> [Data for review]:
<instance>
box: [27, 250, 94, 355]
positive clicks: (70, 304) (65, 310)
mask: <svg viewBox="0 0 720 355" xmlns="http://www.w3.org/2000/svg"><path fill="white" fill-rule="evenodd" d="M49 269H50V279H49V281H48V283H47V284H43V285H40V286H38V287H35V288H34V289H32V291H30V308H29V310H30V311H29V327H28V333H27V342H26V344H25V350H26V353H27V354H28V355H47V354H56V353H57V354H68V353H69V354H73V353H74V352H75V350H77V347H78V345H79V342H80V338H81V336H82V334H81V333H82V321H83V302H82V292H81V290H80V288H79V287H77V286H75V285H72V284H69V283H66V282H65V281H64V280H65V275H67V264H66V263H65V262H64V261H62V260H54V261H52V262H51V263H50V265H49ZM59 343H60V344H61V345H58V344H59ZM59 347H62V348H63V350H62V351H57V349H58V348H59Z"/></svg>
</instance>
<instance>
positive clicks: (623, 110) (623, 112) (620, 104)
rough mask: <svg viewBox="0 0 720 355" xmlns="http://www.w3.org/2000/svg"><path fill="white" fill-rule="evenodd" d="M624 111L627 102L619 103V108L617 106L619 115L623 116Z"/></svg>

...

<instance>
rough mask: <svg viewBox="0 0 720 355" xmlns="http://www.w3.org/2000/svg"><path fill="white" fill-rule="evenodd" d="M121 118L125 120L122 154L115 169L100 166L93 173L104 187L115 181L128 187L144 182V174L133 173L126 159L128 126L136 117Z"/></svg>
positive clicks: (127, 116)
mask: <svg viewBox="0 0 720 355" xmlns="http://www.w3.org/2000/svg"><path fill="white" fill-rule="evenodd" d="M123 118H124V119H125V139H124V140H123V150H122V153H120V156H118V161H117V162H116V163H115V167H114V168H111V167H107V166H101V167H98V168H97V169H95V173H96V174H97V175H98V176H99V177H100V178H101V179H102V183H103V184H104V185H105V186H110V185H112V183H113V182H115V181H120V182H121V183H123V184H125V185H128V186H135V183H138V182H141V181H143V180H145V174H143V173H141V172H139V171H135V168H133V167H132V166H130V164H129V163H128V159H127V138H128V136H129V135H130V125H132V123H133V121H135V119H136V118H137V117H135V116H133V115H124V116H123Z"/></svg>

> [Try it]: Your answer should be the exact lines above from the one with "box: [27, 250, 94, 355]" through the one with "111L627 102L619 103V108L617", both included, and nothing besides.

> [Written response]:
box: [27, 250, 94, 355]
positive clicks: (70, 304) (65, 310)
mask: <svg viewBox="0 0 720 355" xmlns="http://www.w3.org/2000/svg"><path fill="white" fill-rule="evenodd" d="M49 269H50V279H49V281H48V283H47V284H43V285H40V286H38V287H35V288H34V289H32V291H30V308H29V310H30V311H29V327H28V333H27V342H26V344H25V350H26V353H27V354H28V355H47V354H56V353H57V354H68V353H69V354H73V353H74V352H75V350H77V347H78V345H79V342H80V338H81V336H82V334H81V333H82V321H83V302H82V292H81V290H80V288H79V287H77V286H75V285H72V284H69V283H66V282H65V281H64V280H65V275H67V264H66V263H65V262H64V261H62V260H54V261H52V262H51V263H50V265H49ZM59 343H60V344H61V345H58V344H59ZM59 347H62V348H63V350H62V351H57V349H58V348H59Z"/></svg>
</instance>
<instance>
positive clicks: (623, 110) (623, 112) (620, 104)
rough mask: <svg viewBox="0 0 720 355" xmlns="http://www.w3.org/2000/svg"><path fill="white" fill-rule="evenodd" d="M624 111L627 102L619 103V108L617 106L619 115L623 116Z"/></svg>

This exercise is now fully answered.